- [ISTRUZIONI]
1. Nell'estratto, per quali reati la giurisprudenza esclude la responsabilità sia civile che penale del denunciante?
2. Riassumi l'estratto in due frasi.
3. Ricopia, per favore, tutto il passo dell'estratto che va da "E' ipotizzabile, quindi, che" giù fino a "dolo sia provabile.".

E' ipotizzabile, quindi, che potendo dimostrare che il querelante era perfettamente a conoscenza di queste circostanze e che ha agito con l'unico scopo di disturbare e danneggiare il vicino (ricordiamo che non vale il mero dolo eventuale, considerato che la formula normativa - che ravvisa il delitto in chi incolpa 'taluno che egli sa innocente' - risulta particolarmente pregnante e indicativa della consapevolezza certa dell'innocenza dell'incolpato, cfr. Cass. pen., sez. VI, 10.7.2000, n. 9853), il dolo sia provabile.

Tuttavia, è opinione della giurisprudenza che per i reati perseguibili d'ufficio (in relazione ai quali, quindi, la querela di parte costituisce solo una "denuncia") si debba escludere la responsabilità sia civile che penale del denunciante, in quanto "la perseguibilità di ufficio interrompe il nesso causale fra la denuncia medesima e l'apertura del procedimento penale, che segue ad iniziativa autonoma dell'ufficio" (tra le altre, v. Cass., sez. III, 20.10.2003, n. 15646).

- [Righe da un dataset di etichettatura con riquadri]

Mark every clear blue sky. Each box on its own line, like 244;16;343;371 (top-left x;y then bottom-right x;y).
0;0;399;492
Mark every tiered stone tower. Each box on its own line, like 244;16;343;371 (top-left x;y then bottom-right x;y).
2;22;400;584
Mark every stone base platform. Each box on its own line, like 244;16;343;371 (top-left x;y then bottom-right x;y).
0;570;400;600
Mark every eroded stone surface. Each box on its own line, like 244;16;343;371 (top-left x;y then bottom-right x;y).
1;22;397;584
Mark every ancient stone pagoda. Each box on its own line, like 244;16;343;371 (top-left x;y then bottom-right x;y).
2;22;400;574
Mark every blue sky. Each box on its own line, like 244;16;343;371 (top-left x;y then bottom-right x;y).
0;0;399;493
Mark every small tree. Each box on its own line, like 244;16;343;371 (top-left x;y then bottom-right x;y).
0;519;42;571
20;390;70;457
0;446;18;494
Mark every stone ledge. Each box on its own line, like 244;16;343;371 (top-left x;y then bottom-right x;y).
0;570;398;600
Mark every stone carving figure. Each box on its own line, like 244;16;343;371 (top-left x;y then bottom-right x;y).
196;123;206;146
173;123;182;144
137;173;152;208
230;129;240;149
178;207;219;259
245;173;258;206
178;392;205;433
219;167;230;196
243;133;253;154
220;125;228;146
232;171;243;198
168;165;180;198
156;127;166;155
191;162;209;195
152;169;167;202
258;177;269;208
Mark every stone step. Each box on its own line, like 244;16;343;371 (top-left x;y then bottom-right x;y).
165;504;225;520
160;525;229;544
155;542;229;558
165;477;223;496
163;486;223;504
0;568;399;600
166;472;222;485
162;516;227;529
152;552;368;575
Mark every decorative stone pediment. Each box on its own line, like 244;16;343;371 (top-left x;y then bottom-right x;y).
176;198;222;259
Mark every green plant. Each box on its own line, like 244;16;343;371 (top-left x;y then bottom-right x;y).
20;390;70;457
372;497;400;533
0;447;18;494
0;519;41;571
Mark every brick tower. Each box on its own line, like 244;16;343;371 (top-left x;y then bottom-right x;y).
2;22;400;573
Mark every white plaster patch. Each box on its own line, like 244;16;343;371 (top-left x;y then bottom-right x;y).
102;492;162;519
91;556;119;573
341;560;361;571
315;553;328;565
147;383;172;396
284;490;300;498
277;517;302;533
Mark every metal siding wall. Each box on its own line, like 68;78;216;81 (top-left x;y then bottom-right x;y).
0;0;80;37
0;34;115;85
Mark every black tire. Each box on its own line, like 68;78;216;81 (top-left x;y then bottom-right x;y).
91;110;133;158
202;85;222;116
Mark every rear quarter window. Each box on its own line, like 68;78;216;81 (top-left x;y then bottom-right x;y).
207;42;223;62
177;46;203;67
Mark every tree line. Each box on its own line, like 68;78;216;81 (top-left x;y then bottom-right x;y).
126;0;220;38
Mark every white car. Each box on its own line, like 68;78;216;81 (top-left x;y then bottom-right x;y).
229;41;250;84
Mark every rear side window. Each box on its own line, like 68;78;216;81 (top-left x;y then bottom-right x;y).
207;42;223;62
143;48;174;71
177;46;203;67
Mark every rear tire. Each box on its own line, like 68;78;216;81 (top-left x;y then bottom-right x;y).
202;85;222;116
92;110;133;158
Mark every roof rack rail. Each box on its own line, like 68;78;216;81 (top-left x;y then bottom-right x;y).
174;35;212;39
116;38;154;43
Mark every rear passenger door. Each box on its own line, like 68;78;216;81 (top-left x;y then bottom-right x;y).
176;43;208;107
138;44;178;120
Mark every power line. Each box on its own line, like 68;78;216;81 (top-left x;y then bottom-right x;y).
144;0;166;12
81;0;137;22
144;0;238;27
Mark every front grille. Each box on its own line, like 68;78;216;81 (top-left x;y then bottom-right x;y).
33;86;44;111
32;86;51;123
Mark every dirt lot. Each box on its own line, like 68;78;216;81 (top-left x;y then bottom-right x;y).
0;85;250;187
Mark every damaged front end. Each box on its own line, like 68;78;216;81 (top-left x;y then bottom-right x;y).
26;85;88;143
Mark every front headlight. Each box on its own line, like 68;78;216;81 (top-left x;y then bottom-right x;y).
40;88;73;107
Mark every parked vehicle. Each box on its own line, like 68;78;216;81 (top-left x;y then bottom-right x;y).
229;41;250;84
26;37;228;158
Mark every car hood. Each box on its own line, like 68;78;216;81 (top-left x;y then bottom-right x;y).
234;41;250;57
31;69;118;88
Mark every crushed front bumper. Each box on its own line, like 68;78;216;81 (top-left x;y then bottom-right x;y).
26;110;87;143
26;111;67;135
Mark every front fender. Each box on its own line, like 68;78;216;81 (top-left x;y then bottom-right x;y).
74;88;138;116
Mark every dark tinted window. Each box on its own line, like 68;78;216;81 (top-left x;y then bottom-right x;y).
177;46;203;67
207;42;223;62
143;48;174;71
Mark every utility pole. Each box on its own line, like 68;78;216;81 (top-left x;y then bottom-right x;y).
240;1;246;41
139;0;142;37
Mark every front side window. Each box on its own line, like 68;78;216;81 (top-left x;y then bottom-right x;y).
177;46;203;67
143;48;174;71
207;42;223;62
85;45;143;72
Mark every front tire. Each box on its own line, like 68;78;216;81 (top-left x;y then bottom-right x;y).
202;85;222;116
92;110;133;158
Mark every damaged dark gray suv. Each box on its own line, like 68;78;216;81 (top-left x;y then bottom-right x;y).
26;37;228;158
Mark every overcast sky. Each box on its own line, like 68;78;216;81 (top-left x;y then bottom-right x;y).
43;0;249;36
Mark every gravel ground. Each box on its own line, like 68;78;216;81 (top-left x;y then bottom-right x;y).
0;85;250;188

- [RISPOSTE SCRITTE]
1. Per i reati perseguibili d'ufficio.

2. Il dolo sarebbe provabile se si dimostrasse che il querelante conosceva perfettamente le circostanze e ha agito al solo scopo di disturbare e danneggiare il vicino, dato che il mero dolo eventuale non basta. Per i reati perseguibili d'ufficio, però, la giurisprudenza esclude la responsabilità civile e penale del denunciante, poiché la perseguibilità d'ufficio interrompe il nesso causale fra la denuncia e l'apertura del procedimento penale.

3.
E' ipotizzabile, quindi, che potendo dimostrare che il querelante era perfettamente a conoscenza di queste circostanze e che ha agito con l'unico scopo di disturbare e danneggiare il vicino (ricordiamo che non vale il mero dolo eventuale, considerato che la formula normativa - che ravvisa il delitto in chi incolpa 'taluno che egli sa innocente' - risulta particolarmente pregnante e indicativa della consapevolezza certa dell'innocenza dell'incolpato, cfr. Cass. pen., sez. VI, 10.7.2000, n. 9853), il dolo sia provabile.